● Tâche courte a
Réécrivez la partie des enregistrements qui s'ouvre sur la ligne contenant « of the arched » et se poursuit jusqu'à la fin des enregistrements, en remplaçant « sample » par « template » sans rien modifier d'autre. N'incluez pas l'image dans votre réponse.
^^^^^^^^^^^^^^^^
Après, pour moi, le cyberpunk n’est pas seulement un personnage de fiction littéraire, cinématographique ou vidéoludique. Dans les années 80 la plupart des artistes vidéo dont je faisais partie étaient des cyberpunks en grandeur réelle, sans forcément le revendiquer. Pour réaliser nos œuvres d’art vidéo puis numériques nous avons à peu près tous mis au point spontanément des stratégies pour hacker les studios de télévision, puis les outils et logiciels de création graphiques et numériques qui valaient une fortune.

« Cyberpunk’s not dead », création numérique augmentée par Yann Minh, avec le logiciel EyeJack de Sutu, inspirée du livre de Ted Nelson. Dans l’animation, le poing levé révolutionnaire fait le signe « fuck », puis fait le « Salut Vulcain » inspiré à Léonard Nimoy pour Star Trek, par la métaphore vulvaire du signe de Shekhina, le principe féminin de Dieu dans la religion juive. L’animation est consultable ici.

Il y a donc d’un côté les cyberpunks de fiction, qui n’existent que dans les romans, et prennent en ce moment au travers des jeux vidéo et série TV populaires, de plus en plus les allures simplistes de gros paramilitaires beaufs bien burnés surarmés, ou du fantasme adolescent de la bimbo archi sexy équipée de gros bazooka phalliques, et de l’autre côté, les cyberpunks en grandeur réelle qui passent leur temps à hacker les dispositifs informatiques du système, soit pour lutter contre ses dérives totalitaires ou criminelles comme les Anonymous, et les white hats, soit pour faire de l’art et de la création numérique dans un processus d’empowerment créatif planétaire, soit pour s’enrichir ou contrôler les populations, comme le font les états, les services secrets et les majors compagnies… bref, les cyberpunks, c’est à dire les « voyous cybernétiques » sont très très loin d’être morts… au contraire, ils se propagent massivement. Je conseil la lecture de Ethique Hacker de Pekka Himanen.
^^^^^^^^^^^^^^^^
● Tâche courte b
Dressez la liste de toutes les personnes nommées dans le texte sur le cyberpunk.

● Données enregistrées
^^^^^^^^^^^^^^^^
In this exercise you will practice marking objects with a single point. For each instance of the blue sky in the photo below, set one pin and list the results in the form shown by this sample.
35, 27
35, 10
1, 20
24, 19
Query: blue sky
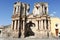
6, 9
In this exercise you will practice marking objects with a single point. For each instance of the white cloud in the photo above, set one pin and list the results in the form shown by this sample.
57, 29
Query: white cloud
54, 12
51, 14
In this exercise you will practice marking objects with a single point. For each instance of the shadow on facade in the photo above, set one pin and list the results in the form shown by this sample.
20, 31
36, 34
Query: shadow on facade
28, 30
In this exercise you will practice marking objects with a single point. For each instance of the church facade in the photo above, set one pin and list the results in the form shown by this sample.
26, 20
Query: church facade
36, 24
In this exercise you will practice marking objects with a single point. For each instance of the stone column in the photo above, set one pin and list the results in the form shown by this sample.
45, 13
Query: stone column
49, 25
41, 24
18, 24
15, 25
45, 24
22, 31
12, 25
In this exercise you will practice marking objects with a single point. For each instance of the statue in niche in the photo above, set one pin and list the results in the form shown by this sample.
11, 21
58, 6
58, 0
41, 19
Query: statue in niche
28, 30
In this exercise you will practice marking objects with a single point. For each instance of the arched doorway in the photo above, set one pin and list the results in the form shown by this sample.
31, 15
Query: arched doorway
28, 30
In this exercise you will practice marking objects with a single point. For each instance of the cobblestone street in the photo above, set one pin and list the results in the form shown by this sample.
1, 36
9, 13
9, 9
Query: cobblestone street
29, 38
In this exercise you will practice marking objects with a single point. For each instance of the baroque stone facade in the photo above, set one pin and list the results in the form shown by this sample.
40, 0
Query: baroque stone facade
36, 24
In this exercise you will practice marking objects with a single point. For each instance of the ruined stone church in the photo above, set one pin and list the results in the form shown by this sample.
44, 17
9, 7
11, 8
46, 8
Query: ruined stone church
36, 24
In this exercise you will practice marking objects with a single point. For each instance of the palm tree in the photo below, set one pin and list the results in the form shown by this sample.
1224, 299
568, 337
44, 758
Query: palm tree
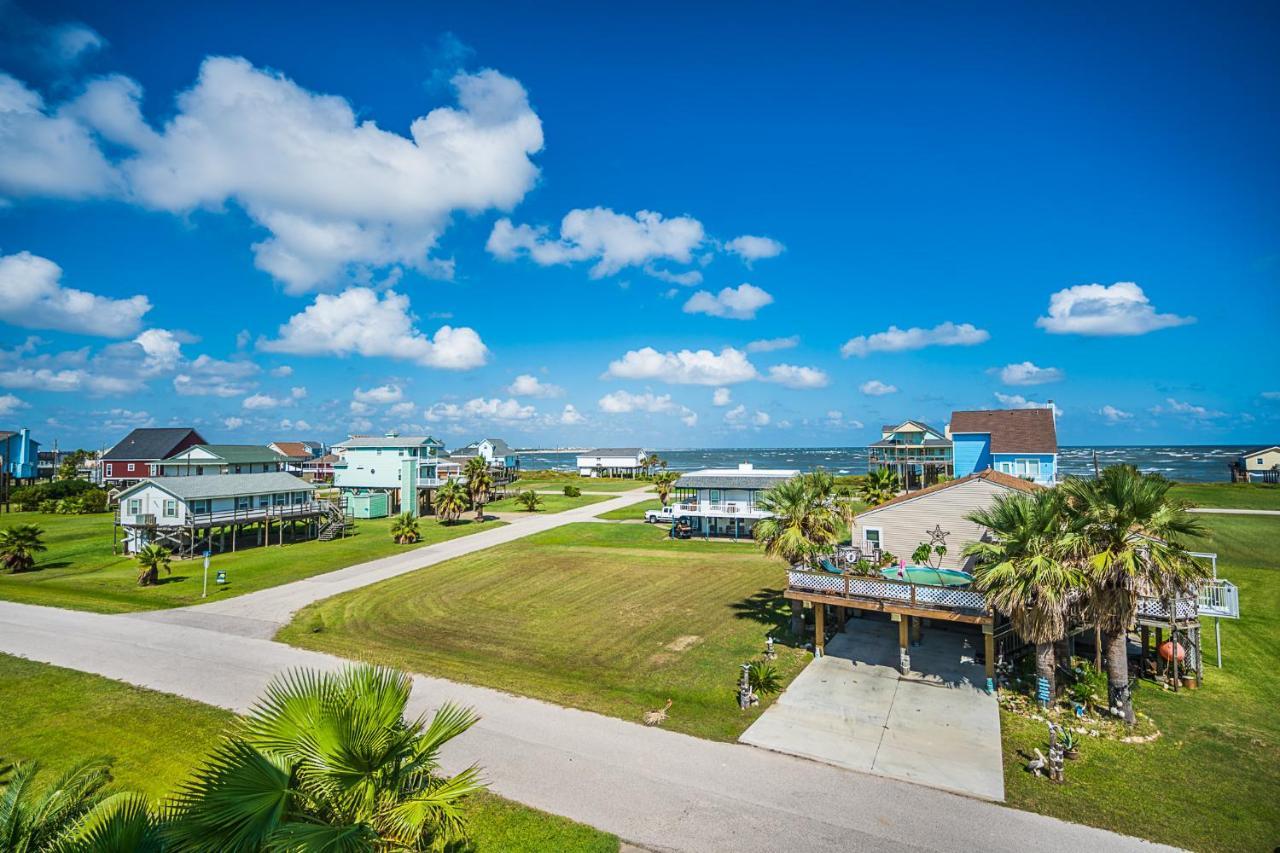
801, 524
451, 501
151, 560
19, 546
1023, 571
1130, 543
664, 482
848, 506
650, 463
327, 761
880, 486
479, 483
72, 813
405, 529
^^^^^^^^^^^^^^^^
● Réponse rédigée a
In this exercise you will practice marking objects with a single point. For each instance of the arched doorway in the photo above, set one pin and list the results in the form shown by this template.
31, 15
Query: arched doorway
28, 30
In this exercise you will practice marking objects with a single point. For each instance of the cobblestone street in the photo above, set one pin and list the results in the form shown by this template.
1, 36
9, 13
9, 9
Query: cobblestone street
29, 38
In this exercise you will practice marking objects with a single point. For each instance of the baroque stone facade in the photo above, set one pin and list the results in the form shown by this template.
40, 0
Query: baroque stone facade
36, 24
In this exercise you will practice marking objects with a single point. For each instance of the ruined stone church in the photo above, set one pin and list the results in the form shown by this template.
44, 17
9, 7
11, 8
46, 8
Query: ruined stone church
36, 24
In this exercise you will practice marking objects with a single point. For each instance of the palm tree in the photo below, set one pin and list the results in the form shown by this template.
1224, 299
568, 337
44, 758
Query: palm tree
801, 524
451, 501
151, 560
19, 546
1023, 571
1130, 543
664, 482
848, 506
650, 463
327, 761
880, 486
479, 483
72, 813
405, 529

● Réponse rédigée b
- Yann Minh
- Sutu
- Ted Nelson
- Léonard Nimoy
- Pekka Himanen